* Given task:
Gather every line in the records below that contains the word "wolf", and copy each such line in full. The match is case-sensitive.
◇ ◇ ◇ ◇ ◇ ◇ ◇
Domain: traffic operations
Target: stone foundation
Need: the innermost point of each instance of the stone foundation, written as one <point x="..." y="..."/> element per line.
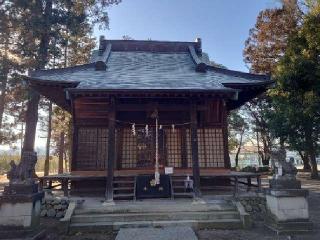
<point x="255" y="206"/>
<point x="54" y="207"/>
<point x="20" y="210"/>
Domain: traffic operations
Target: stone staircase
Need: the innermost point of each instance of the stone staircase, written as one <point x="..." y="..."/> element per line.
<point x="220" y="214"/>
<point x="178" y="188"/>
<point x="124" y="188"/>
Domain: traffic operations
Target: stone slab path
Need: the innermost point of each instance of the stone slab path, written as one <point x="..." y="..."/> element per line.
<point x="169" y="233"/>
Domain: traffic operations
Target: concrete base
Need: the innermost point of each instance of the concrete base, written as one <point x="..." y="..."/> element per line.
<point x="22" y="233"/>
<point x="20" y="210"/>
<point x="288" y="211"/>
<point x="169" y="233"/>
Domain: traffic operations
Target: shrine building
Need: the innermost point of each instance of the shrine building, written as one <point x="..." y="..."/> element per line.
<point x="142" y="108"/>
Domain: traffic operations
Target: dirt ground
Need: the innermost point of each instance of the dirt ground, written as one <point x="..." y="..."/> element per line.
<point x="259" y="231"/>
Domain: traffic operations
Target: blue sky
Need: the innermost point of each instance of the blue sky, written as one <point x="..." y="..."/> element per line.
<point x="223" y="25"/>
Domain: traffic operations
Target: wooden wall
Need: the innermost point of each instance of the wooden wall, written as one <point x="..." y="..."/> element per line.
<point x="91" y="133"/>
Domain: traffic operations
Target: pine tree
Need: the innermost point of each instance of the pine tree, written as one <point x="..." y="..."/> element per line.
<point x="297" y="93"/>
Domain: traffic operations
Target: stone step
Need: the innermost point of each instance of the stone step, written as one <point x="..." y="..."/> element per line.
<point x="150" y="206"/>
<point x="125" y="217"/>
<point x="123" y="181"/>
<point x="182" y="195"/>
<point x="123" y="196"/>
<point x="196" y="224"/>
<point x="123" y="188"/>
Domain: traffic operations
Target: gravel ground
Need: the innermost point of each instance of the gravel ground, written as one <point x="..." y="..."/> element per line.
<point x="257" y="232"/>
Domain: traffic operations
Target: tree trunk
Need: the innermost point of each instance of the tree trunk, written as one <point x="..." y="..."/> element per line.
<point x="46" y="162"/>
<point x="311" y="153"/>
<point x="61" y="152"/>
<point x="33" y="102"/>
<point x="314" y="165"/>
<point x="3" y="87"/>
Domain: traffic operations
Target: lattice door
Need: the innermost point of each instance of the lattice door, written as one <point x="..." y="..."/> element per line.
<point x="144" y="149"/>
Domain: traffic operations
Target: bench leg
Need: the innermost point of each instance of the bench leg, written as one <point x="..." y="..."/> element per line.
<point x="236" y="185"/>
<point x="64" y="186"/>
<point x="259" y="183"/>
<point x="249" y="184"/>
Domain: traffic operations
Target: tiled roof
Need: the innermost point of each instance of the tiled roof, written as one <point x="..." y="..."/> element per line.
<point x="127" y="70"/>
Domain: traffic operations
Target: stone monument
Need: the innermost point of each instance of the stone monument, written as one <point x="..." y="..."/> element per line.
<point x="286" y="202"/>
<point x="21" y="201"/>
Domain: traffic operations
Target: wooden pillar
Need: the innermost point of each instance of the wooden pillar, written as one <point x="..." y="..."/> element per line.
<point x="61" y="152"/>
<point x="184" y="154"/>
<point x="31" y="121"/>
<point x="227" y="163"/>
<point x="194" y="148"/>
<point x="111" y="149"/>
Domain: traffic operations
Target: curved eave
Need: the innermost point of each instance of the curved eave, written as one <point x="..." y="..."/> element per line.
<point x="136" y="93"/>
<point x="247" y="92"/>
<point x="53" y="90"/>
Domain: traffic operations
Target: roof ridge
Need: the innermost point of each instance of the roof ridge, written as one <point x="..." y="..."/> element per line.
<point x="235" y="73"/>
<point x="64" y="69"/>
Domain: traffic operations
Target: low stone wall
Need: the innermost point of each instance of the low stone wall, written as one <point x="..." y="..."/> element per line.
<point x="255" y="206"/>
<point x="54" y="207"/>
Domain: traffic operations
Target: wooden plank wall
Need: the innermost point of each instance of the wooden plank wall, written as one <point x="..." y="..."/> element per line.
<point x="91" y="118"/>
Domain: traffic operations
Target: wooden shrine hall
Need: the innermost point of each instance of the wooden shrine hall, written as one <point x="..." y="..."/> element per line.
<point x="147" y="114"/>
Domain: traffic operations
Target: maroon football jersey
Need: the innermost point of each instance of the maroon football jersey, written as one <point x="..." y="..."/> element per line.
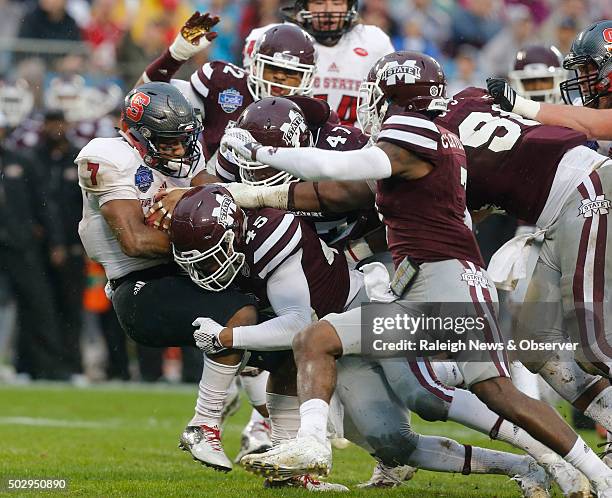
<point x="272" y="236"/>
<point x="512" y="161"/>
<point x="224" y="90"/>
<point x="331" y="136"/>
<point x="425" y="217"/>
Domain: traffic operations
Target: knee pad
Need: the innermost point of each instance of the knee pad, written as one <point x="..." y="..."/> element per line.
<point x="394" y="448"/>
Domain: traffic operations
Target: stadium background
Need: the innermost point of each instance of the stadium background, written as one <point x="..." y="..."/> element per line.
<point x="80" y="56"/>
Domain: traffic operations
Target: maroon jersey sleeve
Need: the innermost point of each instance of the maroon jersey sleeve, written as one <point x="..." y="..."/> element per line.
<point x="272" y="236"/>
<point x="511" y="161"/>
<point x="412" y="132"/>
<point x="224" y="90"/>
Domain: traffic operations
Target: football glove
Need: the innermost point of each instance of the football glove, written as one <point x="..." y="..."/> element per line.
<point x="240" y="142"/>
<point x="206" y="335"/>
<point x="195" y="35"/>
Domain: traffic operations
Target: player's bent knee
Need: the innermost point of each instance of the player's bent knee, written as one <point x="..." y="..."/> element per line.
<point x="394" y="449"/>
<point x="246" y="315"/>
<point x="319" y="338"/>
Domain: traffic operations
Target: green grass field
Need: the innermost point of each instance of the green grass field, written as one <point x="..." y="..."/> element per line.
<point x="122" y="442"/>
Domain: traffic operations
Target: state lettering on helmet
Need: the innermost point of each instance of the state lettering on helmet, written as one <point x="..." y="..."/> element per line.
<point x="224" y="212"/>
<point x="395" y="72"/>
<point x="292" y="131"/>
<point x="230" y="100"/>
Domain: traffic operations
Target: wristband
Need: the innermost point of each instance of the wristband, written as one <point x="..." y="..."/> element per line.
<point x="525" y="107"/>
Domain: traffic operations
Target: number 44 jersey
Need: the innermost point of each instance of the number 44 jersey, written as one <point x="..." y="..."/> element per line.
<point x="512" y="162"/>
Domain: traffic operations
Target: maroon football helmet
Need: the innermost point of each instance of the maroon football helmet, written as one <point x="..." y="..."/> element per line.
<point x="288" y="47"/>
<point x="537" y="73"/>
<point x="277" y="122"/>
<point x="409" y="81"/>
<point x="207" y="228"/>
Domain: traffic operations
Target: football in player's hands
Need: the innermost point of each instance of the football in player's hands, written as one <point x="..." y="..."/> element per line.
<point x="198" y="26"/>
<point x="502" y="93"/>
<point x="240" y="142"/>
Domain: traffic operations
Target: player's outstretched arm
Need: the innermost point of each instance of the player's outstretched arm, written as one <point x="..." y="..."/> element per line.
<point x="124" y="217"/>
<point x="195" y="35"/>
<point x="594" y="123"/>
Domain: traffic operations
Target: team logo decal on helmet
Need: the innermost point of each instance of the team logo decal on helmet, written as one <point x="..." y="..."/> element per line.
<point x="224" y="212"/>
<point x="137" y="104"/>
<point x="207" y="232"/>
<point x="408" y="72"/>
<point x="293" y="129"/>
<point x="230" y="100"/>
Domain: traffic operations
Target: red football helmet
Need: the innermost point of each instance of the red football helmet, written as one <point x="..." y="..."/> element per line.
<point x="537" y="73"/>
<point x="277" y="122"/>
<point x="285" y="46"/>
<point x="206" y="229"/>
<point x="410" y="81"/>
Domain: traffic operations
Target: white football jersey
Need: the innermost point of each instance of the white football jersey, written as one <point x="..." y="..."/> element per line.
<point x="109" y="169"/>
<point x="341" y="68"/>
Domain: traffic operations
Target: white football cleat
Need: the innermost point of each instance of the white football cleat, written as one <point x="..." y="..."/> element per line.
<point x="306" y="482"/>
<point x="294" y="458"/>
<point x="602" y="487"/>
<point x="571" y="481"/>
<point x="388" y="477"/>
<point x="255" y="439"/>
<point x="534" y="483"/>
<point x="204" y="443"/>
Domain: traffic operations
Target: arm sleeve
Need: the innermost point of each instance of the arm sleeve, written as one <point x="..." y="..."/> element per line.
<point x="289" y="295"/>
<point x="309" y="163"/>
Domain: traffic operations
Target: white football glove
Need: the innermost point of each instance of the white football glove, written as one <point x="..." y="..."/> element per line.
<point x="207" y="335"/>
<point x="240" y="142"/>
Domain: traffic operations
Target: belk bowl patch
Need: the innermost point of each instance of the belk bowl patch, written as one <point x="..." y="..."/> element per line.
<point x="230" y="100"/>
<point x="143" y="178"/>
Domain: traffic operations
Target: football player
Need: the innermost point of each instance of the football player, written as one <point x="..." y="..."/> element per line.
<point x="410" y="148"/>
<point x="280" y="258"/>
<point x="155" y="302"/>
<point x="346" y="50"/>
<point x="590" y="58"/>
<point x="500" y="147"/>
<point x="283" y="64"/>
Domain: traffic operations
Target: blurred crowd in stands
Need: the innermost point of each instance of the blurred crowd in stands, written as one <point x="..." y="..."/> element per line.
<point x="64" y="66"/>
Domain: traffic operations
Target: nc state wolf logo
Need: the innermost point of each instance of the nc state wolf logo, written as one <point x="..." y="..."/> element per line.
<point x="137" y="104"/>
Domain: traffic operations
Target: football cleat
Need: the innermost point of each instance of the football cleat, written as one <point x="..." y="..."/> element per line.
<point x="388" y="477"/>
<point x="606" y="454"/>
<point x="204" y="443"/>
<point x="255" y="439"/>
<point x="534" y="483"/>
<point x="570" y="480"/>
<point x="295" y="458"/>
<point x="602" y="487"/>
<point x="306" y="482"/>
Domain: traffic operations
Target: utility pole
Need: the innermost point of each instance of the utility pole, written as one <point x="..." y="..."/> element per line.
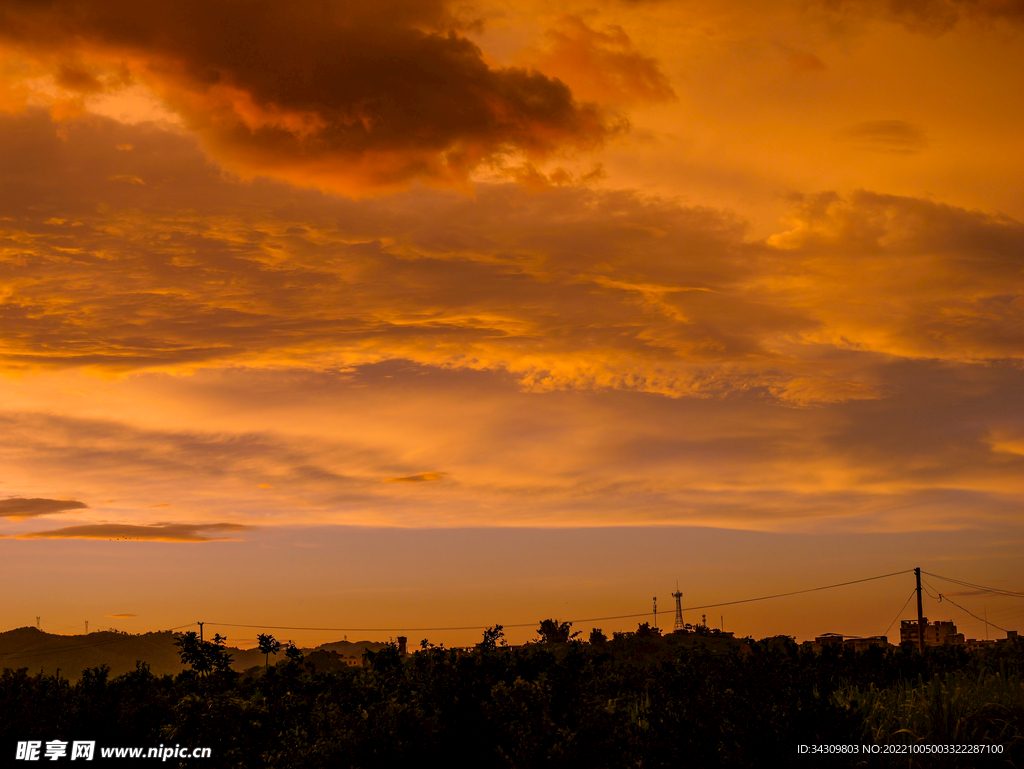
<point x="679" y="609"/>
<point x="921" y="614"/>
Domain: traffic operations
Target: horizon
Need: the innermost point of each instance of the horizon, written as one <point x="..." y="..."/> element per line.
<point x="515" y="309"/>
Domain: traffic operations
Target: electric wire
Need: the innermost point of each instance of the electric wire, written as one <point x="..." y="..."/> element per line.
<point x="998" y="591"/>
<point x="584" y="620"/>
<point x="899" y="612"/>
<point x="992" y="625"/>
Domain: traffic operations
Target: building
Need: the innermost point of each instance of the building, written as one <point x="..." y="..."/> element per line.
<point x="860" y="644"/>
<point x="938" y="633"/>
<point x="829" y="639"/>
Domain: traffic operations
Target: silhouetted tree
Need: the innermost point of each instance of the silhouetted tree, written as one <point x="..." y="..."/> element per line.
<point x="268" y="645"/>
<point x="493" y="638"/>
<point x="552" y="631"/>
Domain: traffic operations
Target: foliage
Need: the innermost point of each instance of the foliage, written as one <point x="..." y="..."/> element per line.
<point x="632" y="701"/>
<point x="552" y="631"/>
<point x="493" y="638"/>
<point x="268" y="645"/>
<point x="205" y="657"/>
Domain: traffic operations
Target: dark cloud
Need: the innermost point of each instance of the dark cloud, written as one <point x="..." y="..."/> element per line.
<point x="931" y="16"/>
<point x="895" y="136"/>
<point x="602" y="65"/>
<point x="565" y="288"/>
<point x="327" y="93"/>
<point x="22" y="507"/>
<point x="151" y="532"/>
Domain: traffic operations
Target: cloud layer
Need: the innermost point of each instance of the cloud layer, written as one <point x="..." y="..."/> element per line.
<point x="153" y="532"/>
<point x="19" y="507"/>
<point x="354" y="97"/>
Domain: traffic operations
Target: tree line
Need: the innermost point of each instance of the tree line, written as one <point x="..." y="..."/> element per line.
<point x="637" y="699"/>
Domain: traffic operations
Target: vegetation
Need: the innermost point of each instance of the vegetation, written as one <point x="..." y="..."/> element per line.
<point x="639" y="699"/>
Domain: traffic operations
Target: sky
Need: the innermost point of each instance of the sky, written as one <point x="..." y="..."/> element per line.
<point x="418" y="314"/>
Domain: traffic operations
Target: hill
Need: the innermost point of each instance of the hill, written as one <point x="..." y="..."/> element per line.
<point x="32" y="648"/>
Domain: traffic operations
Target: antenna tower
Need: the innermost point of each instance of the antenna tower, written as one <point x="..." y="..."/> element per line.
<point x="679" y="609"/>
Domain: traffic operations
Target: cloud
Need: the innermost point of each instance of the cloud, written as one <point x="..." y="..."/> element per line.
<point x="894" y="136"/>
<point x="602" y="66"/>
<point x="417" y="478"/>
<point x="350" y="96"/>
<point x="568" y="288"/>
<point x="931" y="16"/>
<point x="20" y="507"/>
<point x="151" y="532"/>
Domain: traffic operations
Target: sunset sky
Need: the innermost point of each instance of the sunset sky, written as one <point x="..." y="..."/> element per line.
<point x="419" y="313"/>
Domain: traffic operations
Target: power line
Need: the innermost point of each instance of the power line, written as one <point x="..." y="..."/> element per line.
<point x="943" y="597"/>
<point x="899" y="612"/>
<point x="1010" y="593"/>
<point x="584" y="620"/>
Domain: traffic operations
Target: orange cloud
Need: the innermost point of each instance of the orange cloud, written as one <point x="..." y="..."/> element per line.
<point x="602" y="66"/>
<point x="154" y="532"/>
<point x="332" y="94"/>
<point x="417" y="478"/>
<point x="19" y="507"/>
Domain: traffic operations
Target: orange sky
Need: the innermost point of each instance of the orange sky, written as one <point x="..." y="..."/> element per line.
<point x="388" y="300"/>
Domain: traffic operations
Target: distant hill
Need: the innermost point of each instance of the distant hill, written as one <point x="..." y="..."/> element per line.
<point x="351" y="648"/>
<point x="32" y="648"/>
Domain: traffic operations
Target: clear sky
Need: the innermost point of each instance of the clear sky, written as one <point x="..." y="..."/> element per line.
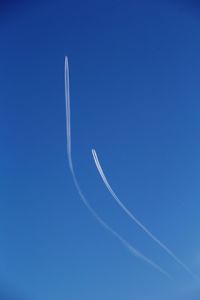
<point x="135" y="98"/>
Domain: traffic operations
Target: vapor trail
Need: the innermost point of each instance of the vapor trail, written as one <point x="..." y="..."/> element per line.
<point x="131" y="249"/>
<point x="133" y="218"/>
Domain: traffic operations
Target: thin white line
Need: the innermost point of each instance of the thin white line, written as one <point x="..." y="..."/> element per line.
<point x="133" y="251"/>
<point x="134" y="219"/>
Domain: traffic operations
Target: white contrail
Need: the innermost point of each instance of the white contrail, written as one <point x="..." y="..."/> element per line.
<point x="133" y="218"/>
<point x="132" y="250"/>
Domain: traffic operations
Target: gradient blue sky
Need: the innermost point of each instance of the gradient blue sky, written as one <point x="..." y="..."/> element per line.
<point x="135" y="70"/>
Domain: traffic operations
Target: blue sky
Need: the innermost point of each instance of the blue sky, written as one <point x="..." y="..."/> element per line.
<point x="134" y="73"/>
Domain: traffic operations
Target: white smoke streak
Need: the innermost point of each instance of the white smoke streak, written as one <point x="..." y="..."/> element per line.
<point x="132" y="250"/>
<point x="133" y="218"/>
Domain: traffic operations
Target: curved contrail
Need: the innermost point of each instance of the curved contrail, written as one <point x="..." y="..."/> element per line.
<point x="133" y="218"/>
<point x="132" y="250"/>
◇ ◇ ◇ ◇ ◇ ◇ ◇
* Response to this exercise:
Target: nc state wolf logo
Need: the innermost point of each instance of the nc state wolf logo, written as one <point x="..." y="..."/> element per line.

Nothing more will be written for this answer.